▶ Action item
Extend the report below on Annexon's ANX1502 study, picking up right after its final sentence.

▶ Supplied text
____________
Biopharmaceutical company Annexon has reported promising results from its Phase I single ascending dose (SAD) and multiple ascending dose (MAD) healthy volunteer study of ANX1502.
ANX1502 is a first-in-kind oral, selective small molecule inhibitor that targets the active form of C1s responsible for propagating classical pathway activation in association with C1q.
In the study, ANX1502 achieved target serum levels and demonstrated pharmacokinetic (PK) measures that support advancement into a proof-of-concept clinical study to assess pharmacodynamics (PD) and efficacy in patients with cold agglutinin disease (CAD) in 2024.
“After more than a decade of groundbreaking research targeting the early classical complement pathway, we are excited to have reached an important step in the clinical development of ANX1502, our first-in-kind small molecule complement inhibitor that we believe can have meaningful impact on a range of autoimmune conditions,” said Ted Yednock, Chief Innovation Officer of Annexon.
____________
▶ Dataset entries
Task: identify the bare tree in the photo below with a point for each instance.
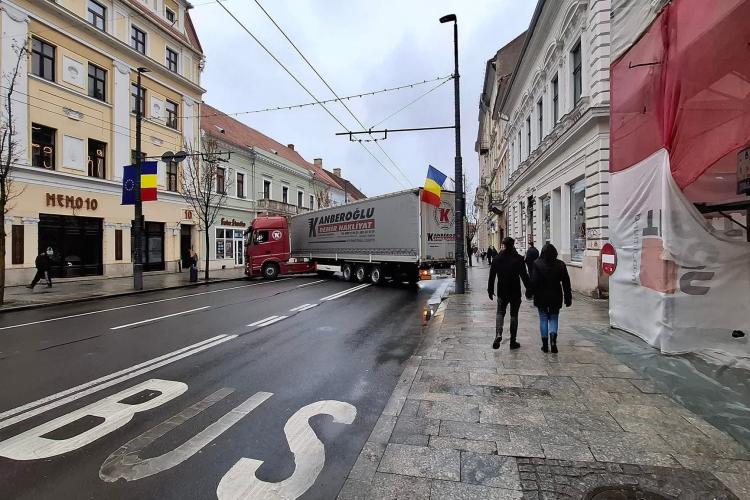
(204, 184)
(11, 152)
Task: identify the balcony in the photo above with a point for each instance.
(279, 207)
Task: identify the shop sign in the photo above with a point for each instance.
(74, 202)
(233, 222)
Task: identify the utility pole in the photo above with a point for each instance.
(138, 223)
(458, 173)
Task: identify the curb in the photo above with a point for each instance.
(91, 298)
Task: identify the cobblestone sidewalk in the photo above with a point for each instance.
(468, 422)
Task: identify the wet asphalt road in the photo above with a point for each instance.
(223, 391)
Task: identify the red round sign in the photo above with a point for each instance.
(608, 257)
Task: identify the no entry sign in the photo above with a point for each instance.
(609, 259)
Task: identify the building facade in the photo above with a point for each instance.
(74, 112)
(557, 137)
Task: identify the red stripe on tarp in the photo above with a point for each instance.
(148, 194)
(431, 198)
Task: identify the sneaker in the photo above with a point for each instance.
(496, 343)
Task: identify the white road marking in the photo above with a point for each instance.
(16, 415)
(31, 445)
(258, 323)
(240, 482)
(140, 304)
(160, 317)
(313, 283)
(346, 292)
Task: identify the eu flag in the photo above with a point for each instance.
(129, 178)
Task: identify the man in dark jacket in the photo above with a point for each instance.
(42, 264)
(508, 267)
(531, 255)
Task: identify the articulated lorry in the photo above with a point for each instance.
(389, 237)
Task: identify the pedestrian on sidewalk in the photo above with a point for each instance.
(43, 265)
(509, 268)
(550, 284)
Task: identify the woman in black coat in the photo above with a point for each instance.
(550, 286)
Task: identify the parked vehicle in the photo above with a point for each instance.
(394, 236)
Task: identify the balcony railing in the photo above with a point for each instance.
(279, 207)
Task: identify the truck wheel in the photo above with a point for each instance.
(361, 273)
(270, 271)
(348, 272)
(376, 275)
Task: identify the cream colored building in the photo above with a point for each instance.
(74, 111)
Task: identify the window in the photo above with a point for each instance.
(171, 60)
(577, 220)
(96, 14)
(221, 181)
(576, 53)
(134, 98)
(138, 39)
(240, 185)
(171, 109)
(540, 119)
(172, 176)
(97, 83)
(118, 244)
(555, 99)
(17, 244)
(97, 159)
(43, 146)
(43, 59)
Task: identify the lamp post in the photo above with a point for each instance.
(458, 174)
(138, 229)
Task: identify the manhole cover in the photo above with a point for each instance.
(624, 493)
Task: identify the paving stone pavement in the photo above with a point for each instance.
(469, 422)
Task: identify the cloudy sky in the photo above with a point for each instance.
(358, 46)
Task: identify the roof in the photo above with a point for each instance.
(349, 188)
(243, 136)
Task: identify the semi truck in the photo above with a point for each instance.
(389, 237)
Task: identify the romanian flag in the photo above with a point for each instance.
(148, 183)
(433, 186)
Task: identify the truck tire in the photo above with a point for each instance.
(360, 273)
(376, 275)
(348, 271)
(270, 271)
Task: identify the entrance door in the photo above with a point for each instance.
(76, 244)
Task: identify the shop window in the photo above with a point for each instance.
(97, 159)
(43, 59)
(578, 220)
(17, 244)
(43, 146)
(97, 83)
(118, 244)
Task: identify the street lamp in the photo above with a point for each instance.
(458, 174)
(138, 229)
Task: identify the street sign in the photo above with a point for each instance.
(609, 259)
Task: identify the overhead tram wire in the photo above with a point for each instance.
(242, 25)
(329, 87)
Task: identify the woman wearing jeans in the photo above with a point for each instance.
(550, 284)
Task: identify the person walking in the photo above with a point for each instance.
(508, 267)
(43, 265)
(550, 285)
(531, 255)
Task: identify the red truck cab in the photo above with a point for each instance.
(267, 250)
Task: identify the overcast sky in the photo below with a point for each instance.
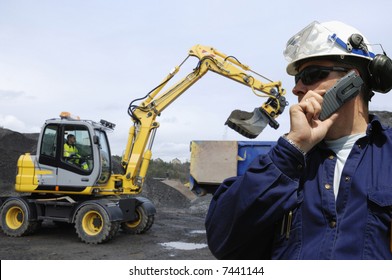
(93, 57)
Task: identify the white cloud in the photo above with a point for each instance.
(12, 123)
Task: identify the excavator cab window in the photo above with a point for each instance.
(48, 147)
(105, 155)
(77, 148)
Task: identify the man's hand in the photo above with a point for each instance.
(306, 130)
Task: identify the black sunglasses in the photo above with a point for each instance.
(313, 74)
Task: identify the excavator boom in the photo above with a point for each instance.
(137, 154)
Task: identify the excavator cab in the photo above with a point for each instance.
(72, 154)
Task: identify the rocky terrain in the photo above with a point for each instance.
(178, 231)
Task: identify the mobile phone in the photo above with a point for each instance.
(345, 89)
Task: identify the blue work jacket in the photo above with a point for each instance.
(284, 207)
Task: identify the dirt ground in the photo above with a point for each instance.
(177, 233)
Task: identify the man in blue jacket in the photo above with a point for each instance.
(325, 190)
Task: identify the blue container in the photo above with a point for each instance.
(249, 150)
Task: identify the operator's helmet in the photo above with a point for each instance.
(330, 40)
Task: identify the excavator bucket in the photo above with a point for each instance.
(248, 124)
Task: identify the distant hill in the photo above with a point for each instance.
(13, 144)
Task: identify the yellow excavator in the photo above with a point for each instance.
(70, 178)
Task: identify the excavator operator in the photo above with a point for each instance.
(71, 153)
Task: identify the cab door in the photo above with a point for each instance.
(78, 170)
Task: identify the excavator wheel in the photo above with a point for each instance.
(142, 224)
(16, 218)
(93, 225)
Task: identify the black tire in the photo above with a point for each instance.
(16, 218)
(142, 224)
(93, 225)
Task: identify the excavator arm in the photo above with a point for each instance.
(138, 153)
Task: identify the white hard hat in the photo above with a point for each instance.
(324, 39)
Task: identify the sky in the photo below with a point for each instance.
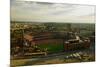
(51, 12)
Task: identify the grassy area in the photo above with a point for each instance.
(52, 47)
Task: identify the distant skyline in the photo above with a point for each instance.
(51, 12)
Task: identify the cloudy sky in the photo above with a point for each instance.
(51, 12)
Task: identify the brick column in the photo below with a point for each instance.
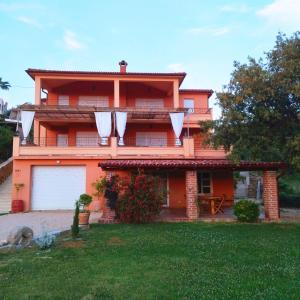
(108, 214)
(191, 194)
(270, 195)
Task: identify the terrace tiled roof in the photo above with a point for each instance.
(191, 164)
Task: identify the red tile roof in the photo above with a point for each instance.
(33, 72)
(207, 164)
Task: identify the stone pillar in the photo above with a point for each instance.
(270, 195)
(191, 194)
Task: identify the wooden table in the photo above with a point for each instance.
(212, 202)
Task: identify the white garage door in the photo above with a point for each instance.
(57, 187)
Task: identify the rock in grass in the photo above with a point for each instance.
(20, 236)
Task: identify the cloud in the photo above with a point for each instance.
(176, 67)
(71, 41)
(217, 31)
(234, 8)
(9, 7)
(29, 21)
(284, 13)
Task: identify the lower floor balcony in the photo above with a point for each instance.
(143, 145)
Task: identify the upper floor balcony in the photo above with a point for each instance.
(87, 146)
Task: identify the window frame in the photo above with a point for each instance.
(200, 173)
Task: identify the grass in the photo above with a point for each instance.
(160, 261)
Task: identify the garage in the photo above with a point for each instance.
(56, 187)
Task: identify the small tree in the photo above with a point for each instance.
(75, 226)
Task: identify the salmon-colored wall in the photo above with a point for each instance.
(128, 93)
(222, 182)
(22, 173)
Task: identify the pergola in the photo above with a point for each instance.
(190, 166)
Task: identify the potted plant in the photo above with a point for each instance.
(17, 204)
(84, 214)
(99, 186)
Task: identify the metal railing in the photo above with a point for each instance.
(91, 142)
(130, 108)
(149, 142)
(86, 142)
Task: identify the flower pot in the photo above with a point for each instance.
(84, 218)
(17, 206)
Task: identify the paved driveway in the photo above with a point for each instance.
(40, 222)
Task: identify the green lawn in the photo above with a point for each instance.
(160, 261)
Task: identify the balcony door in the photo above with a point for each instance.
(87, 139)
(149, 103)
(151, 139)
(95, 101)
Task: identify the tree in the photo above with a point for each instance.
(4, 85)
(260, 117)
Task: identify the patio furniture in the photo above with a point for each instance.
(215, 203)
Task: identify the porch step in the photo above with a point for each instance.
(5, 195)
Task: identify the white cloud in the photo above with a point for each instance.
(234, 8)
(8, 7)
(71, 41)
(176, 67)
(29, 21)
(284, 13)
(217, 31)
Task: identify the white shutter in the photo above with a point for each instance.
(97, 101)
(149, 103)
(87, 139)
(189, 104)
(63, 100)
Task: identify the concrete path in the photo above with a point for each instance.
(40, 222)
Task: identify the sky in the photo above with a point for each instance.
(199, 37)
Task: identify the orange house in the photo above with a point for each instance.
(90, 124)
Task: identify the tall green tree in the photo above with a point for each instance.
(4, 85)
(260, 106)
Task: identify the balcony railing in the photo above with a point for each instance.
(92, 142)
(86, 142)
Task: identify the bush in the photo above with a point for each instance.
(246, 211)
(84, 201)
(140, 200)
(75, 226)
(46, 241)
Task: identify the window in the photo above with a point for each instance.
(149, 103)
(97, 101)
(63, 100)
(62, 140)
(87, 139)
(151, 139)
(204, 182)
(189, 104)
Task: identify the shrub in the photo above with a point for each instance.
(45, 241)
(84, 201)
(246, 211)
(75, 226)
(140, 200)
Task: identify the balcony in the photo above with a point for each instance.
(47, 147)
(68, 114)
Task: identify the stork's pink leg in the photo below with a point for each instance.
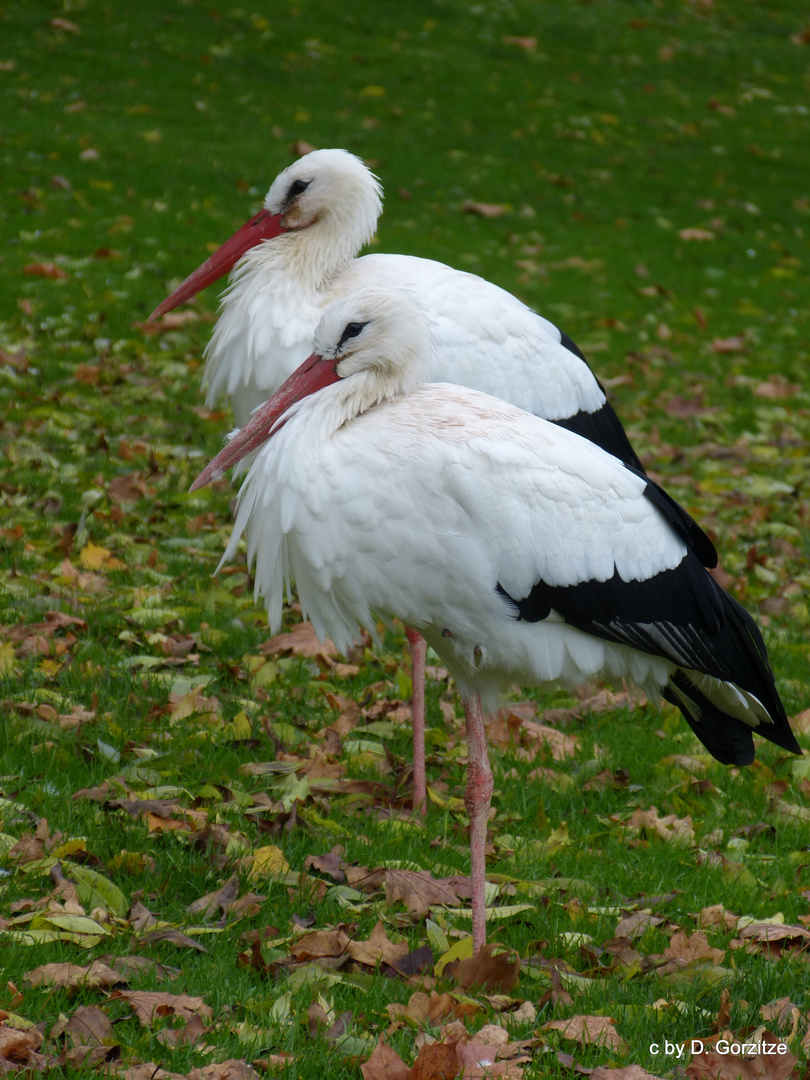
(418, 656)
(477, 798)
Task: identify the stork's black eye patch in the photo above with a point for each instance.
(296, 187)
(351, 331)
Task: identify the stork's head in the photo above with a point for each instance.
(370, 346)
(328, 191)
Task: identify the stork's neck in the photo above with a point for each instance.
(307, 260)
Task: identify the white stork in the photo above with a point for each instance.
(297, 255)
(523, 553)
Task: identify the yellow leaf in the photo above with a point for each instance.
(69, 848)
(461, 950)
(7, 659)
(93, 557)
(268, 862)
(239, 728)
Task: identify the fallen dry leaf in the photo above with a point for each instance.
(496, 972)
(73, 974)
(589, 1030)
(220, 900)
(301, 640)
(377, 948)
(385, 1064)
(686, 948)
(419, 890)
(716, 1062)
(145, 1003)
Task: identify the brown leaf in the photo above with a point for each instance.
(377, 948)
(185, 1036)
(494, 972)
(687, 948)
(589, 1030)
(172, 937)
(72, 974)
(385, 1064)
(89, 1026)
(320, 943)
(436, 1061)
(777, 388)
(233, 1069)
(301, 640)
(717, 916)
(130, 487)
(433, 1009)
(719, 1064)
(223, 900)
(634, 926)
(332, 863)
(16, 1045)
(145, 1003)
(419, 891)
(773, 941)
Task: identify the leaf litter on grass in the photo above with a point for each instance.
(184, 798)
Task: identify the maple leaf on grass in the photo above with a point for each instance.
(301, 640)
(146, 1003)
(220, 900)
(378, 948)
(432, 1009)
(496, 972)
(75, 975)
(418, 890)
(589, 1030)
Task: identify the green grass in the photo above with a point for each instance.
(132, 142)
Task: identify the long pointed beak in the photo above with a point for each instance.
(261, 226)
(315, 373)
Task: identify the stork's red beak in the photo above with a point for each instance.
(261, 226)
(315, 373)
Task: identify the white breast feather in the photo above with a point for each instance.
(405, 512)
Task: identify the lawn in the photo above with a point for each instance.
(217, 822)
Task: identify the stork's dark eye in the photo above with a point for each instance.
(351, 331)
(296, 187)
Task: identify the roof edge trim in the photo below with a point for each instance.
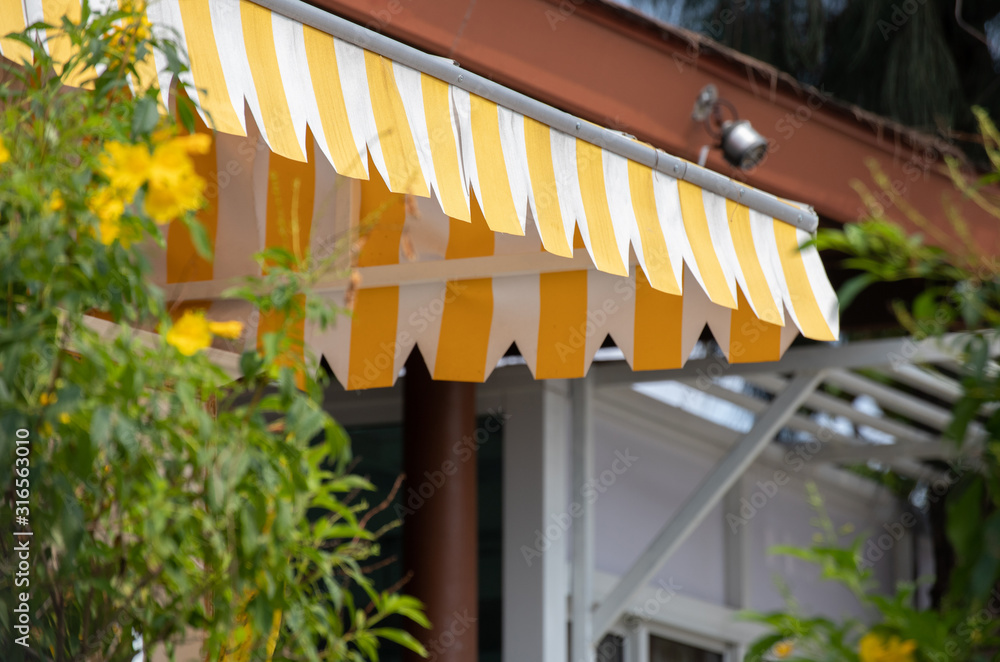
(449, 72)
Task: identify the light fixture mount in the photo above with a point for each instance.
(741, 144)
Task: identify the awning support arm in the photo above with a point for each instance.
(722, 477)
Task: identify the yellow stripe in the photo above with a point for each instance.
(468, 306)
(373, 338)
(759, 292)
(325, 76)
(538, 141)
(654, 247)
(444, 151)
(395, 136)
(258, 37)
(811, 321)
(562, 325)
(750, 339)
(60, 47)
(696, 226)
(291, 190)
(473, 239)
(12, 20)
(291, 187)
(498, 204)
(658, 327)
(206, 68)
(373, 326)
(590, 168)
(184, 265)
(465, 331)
____________
▶ Response area
“We’re very encouraged by the results from our Phase I SAD/MAD trial showing that ANX1502 was well tolerated and achieved target drug levels with supportive impact on a key biomarker in healthy volunteers. Based on these data, we look forward to advancing a tablet formulation of ANX1502 into a proof-of-concept study in patients with CAD, which enables us to further explore larger opportunities in serious autoimmune diseases.”
According to the study results, dose-proportional PK and targeted levels of active drug were observed across both SAD and MAD cohorts. Single doses of 525-1025mg ANX1502 suppressed C4d serum levels in healthy volunteers with higher than median baseline C4d.
Across all doses evaluated, ANX1502 was generally well tolerated with mild to moderate treatment-emergent adverse events (TEAEs). No serious adverse events were reported, and there were no significant clinical or lab findings.